Records to use ::
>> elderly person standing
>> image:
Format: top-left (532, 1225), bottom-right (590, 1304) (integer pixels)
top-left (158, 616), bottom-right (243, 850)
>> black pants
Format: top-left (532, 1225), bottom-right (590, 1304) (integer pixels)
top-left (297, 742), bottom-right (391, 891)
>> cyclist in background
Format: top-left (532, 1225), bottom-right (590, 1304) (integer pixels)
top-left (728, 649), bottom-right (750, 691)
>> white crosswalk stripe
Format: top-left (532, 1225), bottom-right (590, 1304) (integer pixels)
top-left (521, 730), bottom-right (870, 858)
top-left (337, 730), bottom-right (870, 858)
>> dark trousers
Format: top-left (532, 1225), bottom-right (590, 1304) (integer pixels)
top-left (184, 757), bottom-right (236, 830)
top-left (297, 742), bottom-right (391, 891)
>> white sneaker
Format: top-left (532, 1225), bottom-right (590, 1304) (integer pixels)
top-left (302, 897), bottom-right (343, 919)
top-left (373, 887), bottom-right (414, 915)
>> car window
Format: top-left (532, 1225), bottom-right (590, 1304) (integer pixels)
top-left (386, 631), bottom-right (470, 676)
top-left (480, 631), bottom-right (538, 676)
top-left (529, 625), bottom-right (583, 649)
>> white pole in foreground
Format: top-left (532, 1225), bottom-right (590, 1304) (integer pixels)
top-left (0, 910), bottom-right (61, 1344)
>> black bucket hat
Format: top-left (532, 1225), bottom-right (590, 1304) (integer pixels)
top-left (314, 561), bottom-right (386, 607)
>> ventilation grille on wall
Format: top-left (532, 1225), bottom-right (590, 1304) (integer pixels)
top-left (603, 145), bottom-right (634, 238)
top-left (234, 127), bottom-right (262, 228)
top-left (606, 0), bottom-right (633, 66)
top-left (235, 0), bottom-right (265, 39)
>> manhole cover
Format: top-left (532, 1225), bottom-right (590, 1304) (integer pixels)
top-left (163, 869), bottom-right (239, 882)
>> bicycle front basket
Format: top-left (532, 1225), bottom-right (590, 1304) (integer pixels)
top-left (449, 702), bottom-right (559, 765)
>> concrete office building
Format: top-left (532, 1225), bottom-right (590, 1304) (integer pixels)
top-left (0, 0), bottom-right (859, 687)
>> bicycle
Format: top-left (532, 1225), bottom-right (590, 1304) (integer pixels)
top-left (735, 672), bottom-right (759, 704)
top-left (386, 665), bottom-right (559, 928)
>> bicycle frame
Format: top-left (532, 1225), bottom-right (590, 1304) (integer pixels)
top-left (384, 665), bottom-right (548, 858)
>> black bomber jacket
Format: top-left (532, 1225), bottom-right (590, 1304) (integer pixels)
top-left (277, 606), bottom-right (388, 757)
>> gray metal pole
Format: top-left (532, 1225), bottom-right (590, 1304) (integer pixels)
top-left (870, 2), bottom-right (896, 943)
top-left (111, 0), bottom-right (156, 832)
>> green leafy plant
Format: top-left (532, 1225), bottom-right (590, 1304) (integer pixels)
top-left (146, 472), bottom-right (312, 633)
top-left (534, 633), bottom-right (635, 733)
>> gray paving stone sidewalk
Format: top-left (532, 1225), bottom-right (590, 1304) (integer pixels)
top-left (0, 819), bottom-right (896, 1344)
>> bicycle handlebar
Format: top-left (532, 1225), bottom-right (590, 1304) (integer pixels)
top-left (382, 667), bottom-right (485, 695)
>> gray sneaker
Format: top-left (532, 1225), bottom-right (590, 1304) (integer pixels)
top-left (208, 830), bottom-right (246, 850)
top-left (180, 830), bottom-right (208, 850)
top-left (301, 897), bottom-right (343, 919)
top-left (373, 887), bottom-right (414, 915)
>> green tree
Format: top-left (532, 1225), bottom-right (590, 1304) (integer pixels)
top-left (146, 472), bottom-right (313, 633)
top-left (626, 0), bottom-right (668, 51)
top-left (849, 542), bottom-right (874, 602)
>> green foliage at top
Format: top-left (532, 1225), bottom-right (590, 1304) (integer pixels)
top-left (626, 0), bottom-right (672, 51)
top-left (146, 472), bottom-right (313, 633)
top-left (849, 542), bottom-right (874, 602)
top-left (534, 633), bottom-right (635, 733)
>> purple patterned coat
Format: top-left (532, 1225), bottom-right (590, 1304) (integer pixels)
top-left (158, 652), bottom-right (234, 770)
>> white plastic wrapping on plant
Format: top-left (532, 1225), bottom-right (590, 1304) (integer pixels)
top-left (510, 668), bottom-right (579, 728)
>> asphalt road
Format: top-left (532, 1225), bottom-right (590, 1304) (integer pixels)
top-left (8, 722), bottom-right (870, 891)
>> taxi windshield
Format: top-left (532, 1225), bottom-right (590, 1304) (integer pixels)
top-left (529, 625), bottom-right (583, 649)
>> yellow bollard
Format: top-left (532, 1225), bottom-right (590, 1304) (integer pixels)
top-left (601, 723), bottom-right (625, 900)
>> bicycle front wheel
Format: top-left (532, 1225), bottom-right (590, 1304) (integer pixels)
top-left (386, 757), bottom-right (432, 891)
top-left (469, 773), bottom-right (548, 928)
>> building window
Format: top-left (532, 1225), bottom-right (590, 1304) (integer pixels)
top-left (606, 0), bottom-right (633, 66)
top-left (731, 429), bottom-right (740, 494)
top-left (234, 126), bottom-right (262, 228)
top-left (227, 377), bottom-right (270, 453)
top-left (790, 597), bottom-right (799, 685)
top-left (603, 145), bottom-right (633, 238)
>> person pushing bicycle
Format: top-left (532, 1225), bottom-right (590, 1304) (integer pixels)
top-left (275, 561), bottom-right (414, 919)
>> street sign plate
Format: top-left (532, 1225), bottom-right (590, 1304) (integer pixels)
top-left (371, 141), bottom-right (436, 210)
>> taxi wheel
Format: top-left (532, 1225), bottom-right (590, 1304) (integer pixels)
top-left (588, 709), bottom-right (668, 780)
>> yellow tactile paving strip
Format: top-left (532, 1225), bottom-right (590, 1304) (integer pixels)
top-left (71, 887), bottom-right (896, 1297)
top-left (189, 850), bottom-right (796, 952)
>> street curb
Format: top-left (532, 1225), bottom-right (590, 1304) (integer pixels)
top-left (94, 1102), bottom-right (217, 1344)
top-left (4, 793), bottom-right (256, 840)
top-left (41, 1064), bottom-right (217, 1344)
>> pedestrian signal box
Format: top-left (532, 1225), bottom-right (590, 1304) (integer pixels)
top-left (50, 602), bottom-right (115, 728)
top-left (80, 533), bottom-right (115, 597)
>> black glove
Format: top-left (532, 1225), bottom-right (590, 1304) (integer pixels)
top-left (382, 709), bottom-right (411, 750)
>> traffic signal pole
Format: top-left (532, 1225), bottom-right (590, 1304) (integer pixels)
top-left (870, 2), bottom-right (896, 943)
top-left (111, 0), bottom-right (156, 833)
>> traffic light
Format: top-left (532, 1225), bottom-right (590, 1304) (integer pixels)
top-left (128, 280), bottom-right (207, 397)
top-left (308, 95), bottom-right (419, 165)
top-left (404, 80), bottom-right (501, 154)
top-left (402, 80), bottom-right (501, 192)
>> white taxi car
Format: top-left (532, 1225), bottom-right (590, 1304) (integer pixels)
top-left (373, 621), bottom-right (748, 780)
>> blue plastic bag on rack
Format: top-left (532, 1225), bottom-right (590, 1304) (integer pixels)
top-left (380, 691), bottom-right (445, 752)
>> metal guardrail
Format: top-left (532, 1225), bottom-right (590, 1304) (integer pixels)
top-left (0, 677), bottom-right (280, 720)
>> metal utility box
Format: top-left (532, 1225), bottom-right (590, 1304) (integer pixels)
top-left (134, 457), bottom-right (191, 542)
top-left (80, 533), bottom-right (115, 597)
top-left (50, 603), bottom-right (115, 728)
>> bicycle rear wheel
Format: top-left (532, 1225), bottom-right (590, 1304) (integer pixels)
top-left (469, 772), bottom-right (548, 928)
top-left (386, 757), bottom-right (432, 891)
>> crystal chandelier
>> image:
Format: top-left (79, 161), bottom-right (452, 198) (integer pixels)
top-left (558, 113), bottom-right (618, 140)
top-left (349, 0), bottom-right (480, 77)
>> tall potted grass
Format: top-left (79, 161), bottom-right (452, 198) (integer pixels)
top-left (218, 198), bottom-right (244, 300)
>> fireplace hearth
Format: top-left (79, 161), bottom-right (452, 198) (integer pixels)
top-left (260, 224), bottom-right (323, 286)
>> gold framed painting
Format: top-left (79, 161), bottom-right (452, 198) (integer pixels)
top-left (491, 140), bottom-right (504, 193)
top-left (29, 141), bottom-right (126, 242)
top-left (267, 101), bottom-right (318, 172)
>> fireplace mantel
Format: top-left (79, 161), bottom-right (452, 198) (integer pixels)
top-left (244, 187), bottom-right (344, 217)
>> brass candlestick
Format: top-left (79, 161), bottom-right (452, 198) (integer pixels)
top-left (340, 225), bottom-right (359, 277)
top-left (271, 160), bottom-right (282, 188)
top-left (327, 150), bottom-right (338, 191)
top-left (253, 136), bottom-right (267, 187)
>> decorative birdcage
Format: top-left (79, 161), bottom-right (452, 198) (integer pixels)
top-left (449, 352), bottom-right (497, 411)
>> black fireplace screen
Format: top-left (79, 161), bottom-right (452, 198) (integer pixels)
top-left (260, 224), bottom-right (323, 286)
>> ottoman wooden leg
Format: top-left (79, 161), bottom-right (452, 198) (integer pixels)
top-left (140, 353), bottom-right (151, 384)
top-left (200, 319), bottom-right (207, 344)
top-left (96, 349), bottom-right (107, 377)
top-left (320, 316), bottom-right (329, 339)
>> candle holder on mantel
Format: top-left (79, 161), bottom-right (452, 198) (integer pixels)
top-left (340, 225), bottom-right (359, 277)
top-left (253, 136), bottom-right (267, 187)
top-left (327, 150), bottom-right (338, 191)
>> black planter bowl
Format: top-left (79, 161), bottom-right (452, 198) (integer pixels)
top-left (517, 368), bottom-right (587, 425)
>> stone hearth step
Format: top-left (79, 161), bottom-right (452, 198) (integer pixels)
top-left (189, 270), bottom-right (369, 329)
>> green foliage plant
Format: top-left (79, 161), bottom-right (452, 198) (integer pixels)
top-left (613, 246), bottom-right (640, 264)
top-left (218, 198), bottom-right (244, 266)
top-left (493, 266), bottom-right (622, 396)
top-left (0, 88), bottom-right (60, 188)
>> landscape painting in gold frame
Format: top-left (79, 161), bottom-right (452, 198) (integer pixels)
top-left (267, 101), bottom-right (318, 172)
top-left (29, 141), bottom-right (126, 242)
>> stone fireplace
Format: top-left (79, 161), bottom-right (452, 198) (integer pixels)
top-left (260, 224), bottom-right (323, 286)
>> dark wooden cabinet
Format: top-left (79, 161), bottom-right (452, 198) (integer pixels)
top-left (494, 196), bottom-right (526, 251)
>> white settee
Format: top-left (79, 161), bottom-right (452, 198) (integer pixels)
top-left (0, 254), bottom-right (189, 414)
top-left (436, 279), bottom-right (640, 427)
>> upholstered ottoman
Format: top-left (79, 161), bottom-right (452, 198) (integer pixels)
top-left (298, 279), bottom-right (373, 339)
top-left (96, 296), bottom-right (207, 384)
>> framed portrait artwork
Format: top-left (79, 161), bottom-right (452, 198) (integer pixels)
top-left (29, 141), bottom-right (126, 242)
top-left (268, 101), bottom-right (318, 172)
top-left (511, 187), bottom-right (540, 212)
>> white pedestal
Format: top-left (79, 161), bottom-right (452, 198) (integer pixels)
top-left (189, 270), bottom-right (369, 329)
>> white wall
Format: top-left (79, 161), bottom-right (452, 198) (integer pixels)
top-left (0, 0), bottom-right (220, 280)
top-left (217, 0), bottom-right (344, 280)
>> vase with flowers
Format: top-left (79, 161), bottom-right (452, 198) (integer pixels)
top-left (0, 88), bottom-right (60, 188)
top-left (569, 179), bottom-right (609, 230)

Task goal ::
Reproduce verbatim everything from the very start of the data down to the line containing "top-left (337, 730), bottom-right (870, 858)", including both ends.

The completed task ::
>> elderly person standing
>> image:
Format: top-left (532, 1225), bottom-right (590, 1304) (integer pixels)
top-left (158, 616), bottom-right (243, 850)
>> black pants
Format: top-left (532, 1225), bottom-right (590, 1304) (integer pixels)
top-left (297, 742), bottom-right (391, 891)
>> cyclist in background
Format: top-left (532, 1225), bottom-right (590, 1304) (integer pixels)
top-left (728, 649), bottom-right (750, 691)
>> white crosswalk stripe
Format: top-left (532, 1225), bottom-right (590, 1304) (integer pixels)
top-left (521, 730), bottom-right (870, 858)
top-left (337, 730), bottom-right (870, 858)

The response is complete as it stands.